**Directives**
(a) List every distinct username that appears as a heading above a post in the forum thread, counting a repeated name once.
(b) Reproduce the part of the forum thread starting with "I wiah that" and going on through "to E* back.".

**Selected passage**
Also, I can then easier set manual timers by first selecting SD program & then changing channel to OTA one.


----------



## tahoerob

Mark Lamutt said:


> ...... I definitely don't buy the next release being mid-November, though. That's the time frame for L190......


Sooo, that could mean by inference that L189 will show up THIS month since L190 is due in November!!


----------



## Kagato

Doesn't Dish's lack of channel remapping violate FCC mandates?


----------



## n0qcu

No, There is NOT any rule that says your locals must be mapped to thier OTA channel number.


----------



## boylehome

tahoerob said:


> Sooo, that could mean by inference that L189 will show up THIS month since L190 is due in November!!


OK, this isn't germane to the thread but tahoerob, that sure is a happy kid in you avatar.


----------



## Ronald K

I wish it had OTA NBR

I wish it had Firewire for archiving

I wish it was going to have more HD channels that was promised

I wish it didn't have lines running up and down the middle of the picture

I wiah that anybody that tells me that I should sell it on Ebay would ......

I wish that Dish would either give me what I paid for many months ago or give me the entire cost of switching from D* to E* back.

I will say it again - it is crap. It will still be crap 6 months or 6 years from now. They don't know what they are doing. For God's sake it has been 10 months now and they can't fix a software problem? They are morons!


----------



## tahoerob

boylehome said:


> OK, this isn't germane to the thread but tahoerob, that sure is a happy kid in you avatar.


He is probably smiling for getting away with something!!!

He is my third kid (other 2 are girls), and LAST!!!!

BTW, did you know that you can turn a Barbie into a gun by splitting her legs & holding one as a gun handle!?!?!?!


----------



## BobaBird

markcollins said:


> OH ya and we're charging for the inconvenience of selling you a defective, not as advertised piece of equipment, and don't dare ask for maybe an adjustment in your bill while we sit with our fingers up our ####. ... Also,I've been paying for that priveledge for 9 months with 1 month return.

**Records provided**
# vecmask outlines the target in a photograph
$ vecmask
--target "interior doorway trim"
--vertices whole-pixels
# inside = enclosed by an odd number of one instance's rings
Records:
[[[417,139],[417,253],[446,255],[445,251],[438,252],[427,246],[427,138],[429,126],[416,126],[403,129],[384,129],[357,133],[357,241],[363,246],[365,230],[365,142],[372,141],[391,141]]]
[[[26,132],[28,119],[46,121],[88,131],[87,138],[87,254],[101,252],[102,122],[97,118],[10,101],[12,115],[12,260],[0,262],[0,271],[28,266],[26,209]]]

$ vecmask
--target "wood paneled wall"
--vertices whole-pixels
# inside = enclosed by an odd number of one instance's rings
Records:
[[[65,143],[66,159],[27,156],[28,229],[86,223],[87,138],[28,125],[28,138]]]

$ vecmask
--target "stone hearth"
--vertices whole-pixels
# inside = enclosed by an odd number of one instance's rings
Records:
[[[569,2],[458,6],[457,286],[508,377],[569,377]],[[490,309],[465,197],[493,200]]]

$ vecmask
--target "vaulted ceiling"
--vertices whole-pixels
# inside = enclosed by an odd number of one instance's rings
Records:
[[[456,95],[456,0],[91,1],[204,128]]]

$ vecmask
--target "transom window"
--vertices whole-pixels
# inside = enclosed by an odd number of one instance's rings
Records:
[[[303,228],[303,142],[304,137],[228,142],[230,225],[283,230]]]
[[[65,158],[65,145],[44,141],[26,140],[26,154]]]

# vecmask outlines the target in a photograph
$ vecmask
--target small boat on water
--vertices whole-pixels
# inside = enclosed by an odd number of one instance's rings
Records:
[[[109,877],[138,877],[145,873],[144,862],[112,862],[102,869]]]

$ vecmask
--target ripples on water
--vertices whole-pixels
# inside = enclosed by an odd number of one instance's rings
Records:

**Completed exercise**
(a) tahoerob, Kagato, n0qcu, boylehome, Ronald K, BobaBird

(b)
I wiah that anybody that tells me that I should sell it on Ebay would ......

I wish that Dish would either give me what I paid for many months ago or give me the entire cost of switching from D* to E* back.